Problem details -> Only one stretch of the data below is wanted: the lines from the one with "Target: wooden nightstand" through the one with "the white baseboard", repeated exactly.

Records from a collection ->
_ _ _ _ _

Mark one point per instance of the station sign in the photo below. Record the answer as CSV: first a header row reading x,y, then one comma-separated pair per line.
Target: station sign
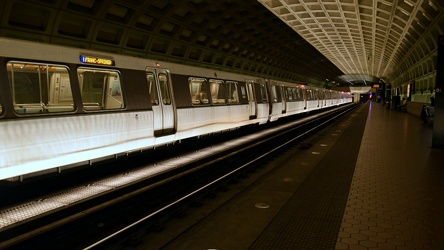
x,y
97,60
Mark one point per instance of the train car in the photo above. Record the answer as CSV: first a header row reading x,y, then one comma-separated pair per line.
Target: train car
x,y
63,107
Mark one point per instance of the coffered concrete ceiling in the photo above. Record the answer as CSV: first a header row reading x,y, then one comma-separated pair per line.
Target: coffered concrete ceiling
x,y
365,39
317,42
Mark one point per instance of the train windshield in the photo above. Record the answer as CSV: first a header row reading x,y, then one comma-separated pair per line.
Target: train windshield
x,y
233,94
198,90
40,88
154,97
101,89
218,91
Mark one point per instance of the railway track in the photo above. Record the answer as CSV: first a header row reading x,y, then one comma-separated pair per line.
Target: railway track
x,y
120,209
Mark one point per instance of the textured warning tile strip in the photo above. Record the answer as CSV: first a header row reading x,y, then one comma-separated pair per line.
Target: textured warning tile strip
x,y
311,219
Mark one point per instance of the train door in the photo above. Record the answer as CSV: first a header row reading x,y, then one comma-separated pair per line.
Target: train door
x,y
284,99
251,100
162,101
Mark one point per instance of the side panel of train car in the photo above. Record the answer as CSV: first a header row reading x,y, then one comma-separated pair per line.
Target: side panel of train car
x,y
61,107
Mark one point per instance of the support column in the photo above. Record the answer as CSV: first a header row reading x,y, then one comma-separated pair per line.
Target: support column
x,y
438,124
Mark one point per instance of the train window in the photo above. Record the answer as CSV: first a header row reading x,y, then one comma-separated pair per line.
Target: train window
x,y
263,93
289,94
164,89
308,94
101,89
218,91
233,96
40,88
274,93
198,90
154,97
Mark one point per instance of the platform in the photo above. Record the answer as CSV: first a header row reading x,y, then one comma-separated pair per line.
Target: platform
x,y
371,181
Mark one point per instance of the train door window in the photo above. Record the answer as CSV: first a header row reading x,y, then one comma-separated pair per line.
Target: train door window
x,y
101,89
295,94
308,94
198,91
274,93
218,91
263,93
151,79
233,95
250,93
300,94
289,94
164,89
40,88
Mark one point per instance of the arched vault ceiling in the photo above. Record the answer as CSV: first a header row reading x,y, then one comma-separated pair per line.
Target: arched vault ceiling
x,y
361,37
355,39
230,34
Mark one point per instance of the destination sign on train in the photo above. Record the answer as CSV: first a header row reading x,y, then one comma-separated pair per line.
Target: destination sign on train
x,y
96,60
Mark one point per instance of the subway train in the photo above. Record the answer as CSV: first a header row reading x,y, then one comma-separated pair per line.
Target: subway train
x,y
62,107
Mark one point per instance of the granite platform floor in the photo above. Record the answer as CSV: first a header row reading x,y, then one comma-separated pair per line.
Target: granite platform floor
x,y
396,199
370,181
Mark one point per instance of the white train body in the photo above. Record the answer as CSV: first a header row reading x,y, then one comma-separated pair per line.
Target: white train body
x,y
62,107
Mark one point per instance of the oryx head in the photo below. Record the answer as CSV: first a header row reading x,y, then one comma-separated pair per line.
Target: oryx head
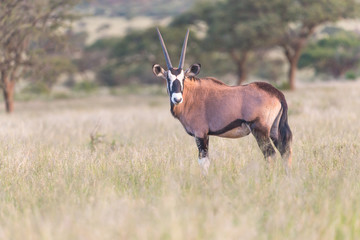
x,y
175,76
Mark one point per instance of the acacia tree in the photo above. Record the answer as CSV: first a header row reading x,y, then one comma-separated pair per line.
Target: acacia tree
x,y
302,18
334,55
22,22
239,28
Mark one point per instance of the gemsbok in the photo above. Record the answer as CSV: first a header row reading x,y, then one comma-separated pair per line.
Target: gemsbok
x,y
207,106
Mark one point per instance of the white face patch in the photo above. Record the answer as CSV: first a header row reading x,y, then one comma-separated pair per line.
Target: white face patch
x,y
176,96
179,77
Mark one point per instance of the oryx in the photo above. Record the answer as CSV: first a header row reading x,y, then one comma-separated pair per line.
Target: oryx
x,y
207,106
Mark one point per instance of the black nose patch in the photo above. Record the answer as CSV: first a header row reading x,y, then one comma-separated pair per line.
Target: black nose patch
x,y
176,87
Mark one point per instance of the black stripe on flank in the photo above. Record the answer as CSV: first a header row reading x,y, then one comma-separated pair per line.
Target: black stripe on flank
x,y
232,125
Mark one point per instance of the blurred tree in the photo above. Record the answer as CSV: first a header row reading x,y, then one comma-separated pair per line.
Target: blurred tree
x,y
302,17
334,55
238,28
129,59
22,22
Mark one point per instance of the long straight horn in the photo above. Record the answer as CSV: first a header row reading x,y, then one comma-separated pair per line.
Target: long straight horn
x,y
183,51
167,58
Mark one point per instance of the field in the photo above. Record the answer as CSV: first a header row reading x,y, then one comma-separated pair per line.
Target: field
x,y
120,167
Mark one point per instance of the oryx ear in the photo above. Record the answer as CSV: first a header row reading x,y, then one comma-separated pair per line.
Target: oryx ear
x,y
159,71
193,70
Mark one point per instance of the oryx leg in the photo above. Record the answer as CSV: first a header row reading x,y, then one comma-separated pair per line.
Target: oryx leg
x,y
263,140
203,146
281,136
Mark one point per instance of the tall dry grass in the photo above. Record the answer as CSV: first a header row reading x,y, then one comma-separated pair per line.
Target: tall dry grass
x,y
138,178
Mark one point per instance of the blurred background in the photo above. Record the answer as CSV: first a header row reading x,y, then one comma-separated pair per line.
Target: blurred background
x,y
58,49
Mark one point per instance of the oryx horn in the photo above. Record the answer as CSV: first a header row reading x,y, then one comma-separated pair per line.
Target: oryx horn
x,y
167,58
183,51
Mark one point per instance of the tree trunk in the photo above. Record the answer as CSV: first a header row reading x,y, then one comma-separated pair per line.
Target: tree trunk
x,y
293,59
8,91
292,73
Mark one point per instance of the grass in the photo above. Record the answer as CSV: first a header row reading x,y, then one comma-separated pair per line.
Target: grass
x,y
115,167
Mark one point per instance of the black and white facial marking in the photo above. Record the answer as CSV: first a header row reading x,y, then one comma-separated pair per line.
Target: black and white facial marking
x,y
175,84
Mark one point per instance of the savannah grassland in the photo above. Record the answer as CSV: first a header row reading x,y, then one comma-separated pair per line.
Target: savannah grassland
x,y
139,177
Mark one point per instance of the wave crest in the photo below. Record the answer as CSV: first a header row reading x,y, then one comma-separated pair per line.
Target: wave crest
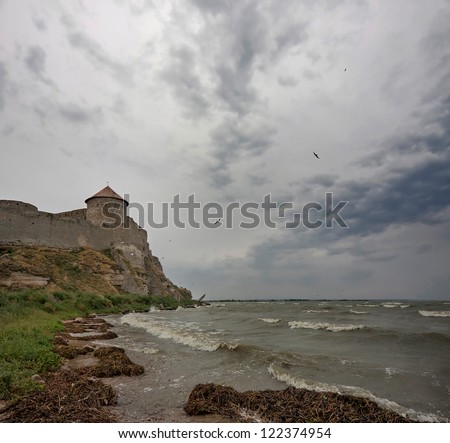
x,y
435,313
301,383
179,333
326,326
270,320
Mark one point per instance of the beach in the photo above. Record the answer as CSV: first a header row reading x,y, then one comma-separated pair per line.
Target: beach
x,y
237,357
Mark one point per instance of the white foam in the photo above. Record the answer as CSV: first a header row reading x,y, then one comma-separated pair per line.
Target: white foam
x,y
183,333
326,326
313,311
435,313
270,320
310,385
392,371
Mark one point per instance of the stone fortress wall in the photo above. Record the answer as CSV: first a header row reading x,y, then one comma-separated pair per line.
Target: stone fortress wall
x,y
23,224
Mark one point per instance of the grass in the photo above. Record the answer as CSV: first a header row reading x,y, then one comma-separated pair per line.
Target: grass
x,y
30,318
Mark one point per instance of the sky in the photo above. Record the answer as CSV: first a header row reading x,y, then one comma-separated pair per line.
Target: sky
x,y
227,101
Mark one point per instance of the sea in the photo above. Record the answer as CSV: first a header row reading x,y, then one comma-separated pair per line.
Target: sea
x,y
396,353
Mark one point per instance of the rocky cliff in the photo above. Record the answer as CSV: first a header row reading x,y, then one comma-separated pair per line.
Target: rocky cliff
x,y
123,268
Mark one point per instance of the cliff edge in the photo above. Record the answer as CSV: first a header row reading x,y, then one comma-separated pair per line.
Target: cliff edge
x,y
83,269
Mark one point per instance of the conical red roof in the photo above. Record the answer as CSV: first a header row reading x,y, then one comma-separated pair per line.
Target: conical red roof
x,y
107,192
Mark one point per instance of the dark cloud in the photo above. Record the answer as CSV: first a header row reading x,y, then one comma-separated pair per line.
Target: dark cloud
x,y
181,75
35,60
8,130
39,23
236,138
287,81
3,85
76,114
289,37
423,248
324,180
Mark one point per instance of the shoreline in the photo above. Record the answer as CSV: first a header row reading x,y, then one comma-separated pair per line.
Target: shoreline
x,y
124,388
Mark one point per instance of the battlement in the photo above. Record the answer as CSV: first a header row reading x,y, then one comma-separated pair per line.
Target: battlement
x,y
22,223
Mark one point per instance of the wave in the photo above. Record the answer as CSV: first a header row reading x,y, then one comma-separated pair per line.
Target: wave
x,y
435,313
326,326
314,311
270,320
302,383
179,333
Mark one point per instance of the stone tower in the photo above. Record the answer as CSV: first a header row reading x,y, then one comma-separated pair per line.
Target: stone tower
x,y
106,207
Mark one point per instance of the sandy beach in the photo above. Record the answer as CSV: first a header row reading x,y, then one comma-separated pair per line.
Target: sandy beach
x,y
98,382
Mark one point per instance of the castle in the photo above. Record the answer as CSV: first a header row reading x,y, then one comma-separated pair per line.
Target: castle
x,y
102,225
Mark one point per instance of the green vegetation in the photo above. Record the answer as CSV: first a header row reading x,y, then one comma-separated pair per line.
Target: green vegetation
x,y
29,319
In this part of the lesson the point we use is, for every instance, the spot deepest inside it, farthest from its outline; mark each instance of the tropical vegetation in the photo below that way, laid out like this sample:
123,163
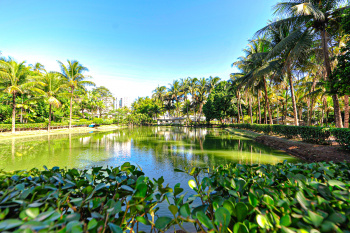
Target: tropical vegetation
232,198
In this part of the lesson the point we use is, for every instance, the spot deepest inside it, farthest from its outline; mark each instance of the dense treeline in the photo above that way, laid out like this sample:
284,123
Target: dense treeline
295,71
30,94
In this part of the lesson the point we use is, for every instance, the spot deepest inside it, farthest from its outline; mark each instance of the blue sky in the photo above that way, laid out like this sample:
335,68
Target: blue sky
132,46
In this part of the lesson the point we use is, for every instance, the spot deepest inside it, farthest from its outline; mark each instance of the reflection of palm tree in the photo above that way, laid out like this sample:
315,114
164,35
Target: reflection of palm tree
322,17
175,93
14,81
52,85
159,94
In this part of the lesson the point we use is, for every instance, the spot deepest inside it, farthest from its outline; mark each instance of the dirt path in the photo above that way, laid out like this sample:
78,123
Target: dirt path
306,151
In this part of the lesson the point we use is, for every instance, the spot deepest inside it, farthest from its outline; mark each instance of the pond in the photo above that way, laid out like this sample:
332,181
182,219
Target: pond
157,150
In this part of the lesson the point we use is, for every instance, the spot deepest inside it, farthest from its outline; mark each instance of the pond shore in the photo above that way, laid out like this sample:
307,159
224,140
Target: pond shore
305,151
75,130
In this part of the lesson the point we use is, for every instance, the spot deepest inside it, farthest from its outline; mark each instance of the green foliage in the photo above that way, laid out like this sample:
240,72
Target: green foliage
233,198
340,81
318,135
219,104
37,126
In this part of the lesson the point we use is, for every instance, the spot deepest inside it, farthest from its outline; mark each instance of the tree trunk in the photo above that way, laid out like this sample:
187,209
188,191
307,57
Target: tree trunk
308,112
286,106
70,109
49,125
13,112
296,122
250,110
346,111
327,64
239,115
267,103
259,107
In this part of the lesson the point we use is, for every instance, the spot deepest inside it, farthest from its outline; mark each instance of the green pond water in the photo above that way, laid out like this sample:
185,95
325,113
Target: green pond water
157,150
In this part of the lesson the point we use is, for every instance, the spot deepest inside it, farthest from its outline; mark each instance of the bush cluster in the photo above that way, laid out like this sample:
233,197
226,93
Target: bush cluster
233,198
100,121
37,126
318,135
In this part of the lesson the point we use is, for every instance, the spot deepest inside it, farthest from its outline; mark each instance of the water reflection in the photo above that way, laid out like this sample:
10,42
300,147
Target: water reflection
147,146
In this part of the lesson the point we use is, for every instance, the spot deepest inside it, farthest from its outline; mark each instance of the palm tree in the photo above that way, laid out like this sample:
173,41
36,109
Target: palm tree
159,93
13,81
185,88
193,88
74,78
202,94
320,16
52,86
175,93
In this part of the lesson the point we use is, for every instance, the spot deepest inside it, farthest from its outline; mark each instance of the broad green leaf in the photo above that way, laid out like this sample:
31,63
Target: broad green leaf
315,218
185,210
162,222
262,221
204,220
9,224
192,184
240,228
268,200
32,212
114,228
143,220
92,224
253,200
173,209
222,216
241,211
285,221
229,206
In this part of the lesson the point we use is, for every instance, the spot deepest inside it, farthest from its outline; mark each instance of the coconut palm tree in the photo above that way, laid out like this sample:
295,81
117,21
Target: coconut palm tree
13,79
159,94
52,86
175,93
74,78
320,16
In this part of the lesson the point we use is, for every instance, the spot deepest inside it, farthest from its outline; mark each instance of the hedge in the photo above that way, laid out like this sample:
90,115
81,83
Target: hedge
318,135
233,198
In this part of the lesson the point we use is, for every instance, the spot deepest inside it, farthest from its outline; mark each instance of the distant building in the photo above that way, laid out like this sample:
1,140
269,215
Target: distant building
123,102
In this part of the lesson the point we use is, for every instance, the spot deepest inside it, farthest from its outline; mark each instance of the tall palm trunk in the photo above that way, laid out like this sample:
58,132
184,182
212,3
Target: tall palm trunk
327,64
267,104
70,109
238,106
295,112
346,111
259,107
13,112
49,125
286,106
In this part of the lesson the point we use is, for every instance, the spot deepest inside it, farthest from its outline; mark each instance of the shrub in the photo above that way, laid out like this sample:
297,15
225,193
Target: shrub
311,134
342,136
98,121
233,198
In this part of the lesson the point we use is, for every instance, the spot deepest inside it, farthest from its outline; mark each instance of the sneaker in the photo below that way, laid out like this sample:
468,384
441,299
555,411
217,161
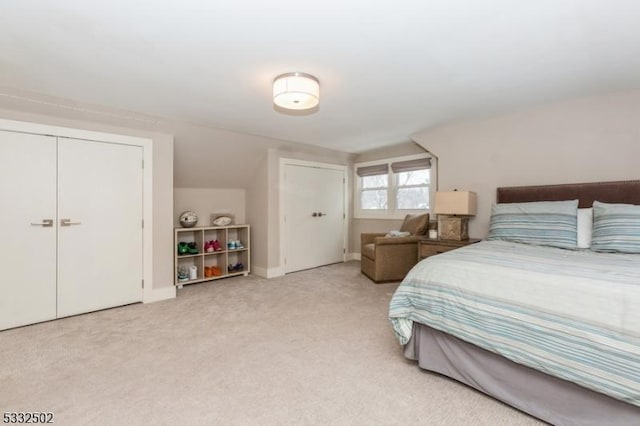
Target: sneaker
183,248
193,249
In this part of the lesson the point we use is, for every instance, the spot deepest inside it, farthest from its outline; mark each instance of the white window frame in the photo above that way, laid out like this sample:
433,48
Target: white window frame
391,212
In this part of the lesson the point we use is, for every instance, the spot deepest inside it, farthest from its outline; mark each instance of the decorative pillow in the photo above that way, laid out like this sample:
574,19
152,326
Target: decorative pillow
545,223
585,227
415,224
616,228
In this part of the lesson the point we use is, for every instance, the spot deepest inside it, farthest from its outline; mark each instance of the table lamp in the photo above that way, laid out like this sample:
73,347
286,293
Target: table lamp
457,206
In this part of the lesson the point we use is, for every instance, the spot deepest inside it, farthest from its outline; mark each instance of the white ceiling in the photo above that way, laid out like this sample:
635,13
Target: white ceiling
387,69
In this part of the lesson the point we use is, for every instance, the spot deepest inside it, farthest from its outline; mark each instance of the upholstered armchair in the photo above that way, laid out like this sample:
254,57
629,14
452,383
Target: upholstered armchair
390,258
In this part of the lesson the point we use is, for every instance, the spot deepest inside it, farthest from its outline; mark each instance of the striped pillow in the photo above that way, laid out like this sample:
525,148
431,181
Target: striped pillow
616,228
545,223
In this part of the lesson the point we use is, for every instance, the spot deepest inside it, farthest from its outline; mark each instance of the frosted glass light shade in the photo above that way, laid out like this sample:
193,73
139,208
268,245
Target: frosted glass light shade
296,90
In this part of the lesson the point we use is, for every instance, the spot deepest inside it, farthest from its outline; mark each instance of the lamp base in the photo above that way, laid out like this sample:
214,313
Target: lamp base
454,228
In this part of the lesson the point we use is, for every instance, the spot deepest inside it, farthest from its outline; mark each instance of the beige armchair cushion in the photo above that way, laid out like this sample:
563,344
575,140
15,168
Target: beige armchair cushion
415,224
387,258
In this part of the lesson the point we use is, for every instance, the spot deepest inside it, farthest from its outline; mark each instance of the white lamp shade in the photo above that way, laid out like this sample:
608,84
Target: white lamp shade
455,202
296,91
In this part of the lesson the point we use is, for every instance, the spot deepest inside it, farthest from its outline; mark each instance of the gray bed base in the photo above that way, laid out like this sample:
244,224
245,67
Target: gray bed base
548,398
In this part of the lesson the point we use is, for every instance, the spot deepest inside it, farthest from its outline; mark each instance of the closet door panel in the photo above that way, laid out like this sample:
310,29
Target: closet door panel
27,249
100,246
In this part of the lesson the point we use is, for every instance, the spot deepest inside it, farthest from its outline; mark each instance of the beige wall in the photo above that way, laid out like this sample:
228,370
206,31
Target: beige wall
581,140
359,226
188,156
204,201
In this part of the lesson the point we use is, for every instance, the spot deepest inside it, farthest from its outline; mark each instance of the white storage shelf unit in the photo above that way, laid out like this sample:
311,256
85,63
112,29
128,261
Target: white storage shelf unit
236,258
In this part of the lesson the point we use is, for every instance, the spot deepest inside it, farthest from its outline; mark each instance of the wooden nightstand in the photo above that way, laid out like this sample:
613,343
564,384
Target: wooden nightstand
428,247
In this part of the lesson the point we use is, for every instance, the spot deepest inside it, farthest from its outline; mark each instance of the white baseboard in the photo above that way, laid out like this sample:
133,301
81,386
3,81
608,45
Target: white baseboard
352,256
158,294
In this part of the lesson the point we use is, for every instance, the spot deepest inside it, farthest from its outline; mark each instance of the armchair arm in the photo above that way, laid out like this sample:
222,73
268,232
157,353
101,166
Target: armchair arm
396,240
368,238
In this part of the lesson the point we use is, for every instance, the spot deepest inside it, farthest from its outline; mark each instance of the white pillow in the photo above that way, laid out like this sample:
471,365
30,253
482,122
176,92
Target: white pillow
585,227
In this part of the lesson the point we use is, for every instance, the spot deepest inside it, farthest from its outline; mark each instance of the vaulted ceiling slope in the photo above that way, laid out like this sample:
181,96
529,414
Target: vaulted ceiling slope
387,69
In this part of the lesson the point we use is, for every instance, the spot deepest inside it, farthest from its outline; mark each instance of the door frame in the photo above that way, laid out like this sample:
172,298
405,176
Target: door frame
281,204
147,180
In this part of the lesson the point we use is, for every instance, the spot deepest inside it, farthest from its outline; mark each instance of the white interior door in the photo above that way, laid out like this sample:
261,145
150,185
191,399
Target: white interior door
314,216
28,244
100,250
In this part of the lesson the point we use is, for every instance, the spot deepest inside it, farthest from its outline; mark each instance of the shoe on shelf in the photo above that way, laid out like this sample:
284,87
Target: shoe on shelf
183,248
238,267
193,249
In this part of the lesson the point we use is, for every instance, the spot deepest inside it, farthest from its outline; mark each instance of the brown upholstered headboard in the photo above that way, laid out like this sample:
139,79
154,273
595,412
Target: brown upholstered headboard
627,192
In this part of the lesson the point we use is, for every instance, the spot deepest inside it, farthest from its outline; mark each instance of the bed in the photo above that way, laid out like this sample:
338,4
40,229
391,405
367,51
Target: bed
550,331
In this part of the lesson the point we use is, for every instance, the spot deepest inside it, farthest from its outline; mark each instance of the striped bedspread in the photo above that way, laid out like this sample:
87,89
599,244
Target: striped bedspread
571,314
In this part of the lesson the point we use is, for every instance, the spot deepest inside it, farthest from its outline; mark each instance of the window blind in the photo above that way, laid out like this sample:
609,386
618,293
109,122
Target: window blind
411,165
375,170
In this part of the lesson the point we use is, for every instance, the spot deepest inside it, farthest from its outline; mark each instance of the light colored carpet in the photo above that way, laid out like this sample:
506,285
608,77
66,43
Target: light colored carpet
313,348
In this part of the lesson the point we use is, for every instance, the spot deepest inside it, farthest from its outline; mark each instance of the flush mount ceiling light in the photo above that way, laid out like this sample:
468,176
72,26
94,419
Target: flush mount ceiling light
296,91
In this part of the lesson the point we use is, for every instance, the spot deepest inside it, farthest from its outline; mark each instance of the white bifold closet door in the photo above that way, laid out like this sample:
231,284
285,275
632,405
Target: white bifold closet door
70,227
27,229
100,250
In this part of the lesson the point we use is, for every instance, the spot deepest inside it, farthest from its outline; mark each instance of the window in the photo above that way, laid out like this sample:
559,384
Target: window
393,188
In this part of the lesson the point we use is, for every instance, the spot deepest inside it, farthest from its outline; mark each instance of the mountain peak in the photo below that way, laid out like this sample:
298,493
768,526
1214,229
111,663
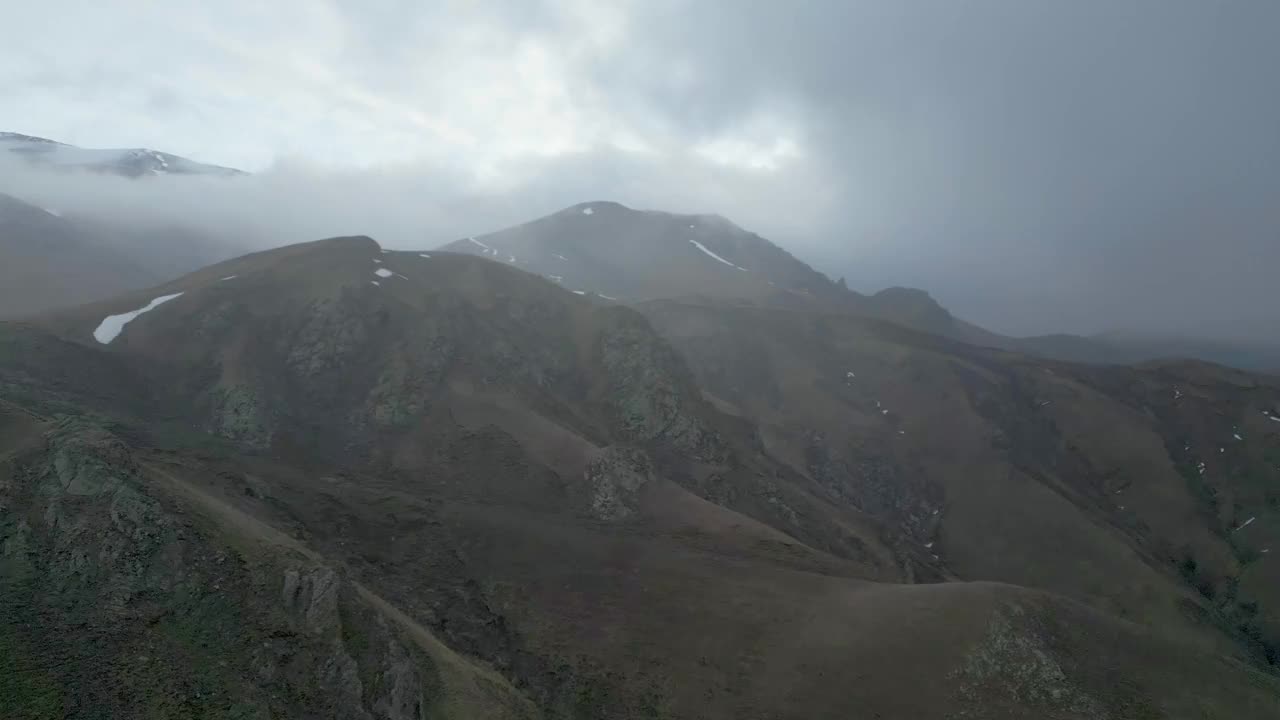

_ _ _ _ _

Output for this exercise ->
Target: wooden nightstand
428,247
In this part of the lesson the point we use is, for every instance, the spot deepest inside it, farthest from its outline; mark each instance of the white baseboard in the photo above that way, laid out like this sample:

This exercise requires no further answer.